**STATED TASK:**
Copy every line of the listing below word for word, keeping the original order.

[Dataset items]
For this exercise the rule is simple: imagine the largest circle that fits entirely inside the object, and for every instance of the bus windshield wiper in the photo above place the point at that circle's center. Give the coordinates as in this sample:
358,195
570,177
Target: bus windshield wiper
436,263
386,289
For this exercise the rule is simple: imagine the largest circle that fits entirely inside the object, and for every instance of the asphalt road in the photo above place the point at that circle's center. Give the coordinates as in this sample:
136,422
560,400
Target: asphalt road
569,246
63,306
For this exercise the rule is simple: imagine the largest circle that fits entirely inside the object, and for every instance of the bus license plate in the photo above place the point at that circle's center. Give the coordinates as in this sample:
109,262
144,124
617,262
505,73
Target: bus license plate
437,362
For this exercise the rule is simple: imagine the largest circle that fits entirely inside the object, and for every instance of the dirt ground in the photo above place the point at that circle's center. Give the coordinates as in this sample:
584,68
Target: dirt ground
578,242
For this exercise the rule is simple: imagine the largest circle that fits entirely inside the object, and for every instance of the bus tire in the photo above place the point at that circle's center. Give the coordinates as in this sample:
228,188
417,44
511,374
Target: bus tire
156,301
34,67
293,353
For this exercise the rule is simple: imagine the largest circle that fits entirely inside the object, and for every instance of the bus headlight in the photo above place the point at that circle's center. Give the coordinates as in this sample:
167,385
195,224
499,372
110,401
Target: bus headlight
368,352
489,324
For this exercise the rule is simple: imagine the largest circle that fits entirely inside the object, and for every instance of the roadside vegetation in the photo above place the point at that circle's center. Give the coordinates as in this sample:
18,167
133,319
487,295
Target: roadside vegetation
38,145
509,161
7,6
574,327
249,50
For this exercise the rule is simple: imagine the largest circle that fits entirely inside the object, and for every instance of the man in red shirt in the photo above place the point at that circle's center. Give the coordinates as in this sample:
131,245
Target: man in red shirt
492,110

**FINAL RESULT:**
For this exercise the rule is simple: imagine the largest circle that fits entirely inside the object, and for every instance of the bus windshield wiper in the photo above place the point at that circle's center. Give the coordinates as in this sample:
358,195
570,177
Target: bus windshield wiper
436,263
386,289
For this exercise the rule is simple: imagine the largest circle that fits entirely inside the object, and for every instance of the asphalt road in the photo above place the point at that circle's center. Give the coordinates as in this sample:
136,422
560,400
Target: asphalt road
569,246
63,306
For this exercise the rule is simple: imagine the largest circle that fits entirely inside the object, and for every instance of the bus license plate in the photo above place the point at that circle's center. Give the coordinates as in this sample:
109,262
144,124
617,262
505,73
Target: bus license plate
437,362
For this exercise the rule is simple: imagine the largest circle that fits entirely inside the object, and for every instance of the dirt ground in the photo above place the point at that circle's center. Give the coordinates as in this sample:
584,68
Target: dirt ground
578,242
For this exercise the rule is simple: imagine the largest circle that fits entirely inside the object, and for every instance of the bus tire in the photo above place the point at that circle's center. Give the coordinates as in this sample:
228,188
417,44
511,374
Target: bus tire
156,301
34,67
293,353
For this exercise the rule is simple: imagine the largest circle that fits entirely inside the object, and for every instance of the bus headlight in the photo above place the point at that circle's center. Give the coordinates as in this sample:
167,385
195,224
499,372
110,401
Target: bus headlight
368,352
489,324
For this exercise the rule is simple: imagine the largest circle that fits entirely inside the object, and for every instance of the roadside vegetation in the photo above place the point at that circle's center. Give the coordinates as in this sample:
18,167
133,319
487,295
Target: roadside vegetation
38,145
509,161
7,6
574,327
249,50
For this exercise the rule is simple: imagine the largest circle that fits entirely inside the object, and for every instance of the man in red shirt in the photo above place the point at that circle's center. Give the coordinates as in this sample:
131,245
Target: man in red shirt
492,110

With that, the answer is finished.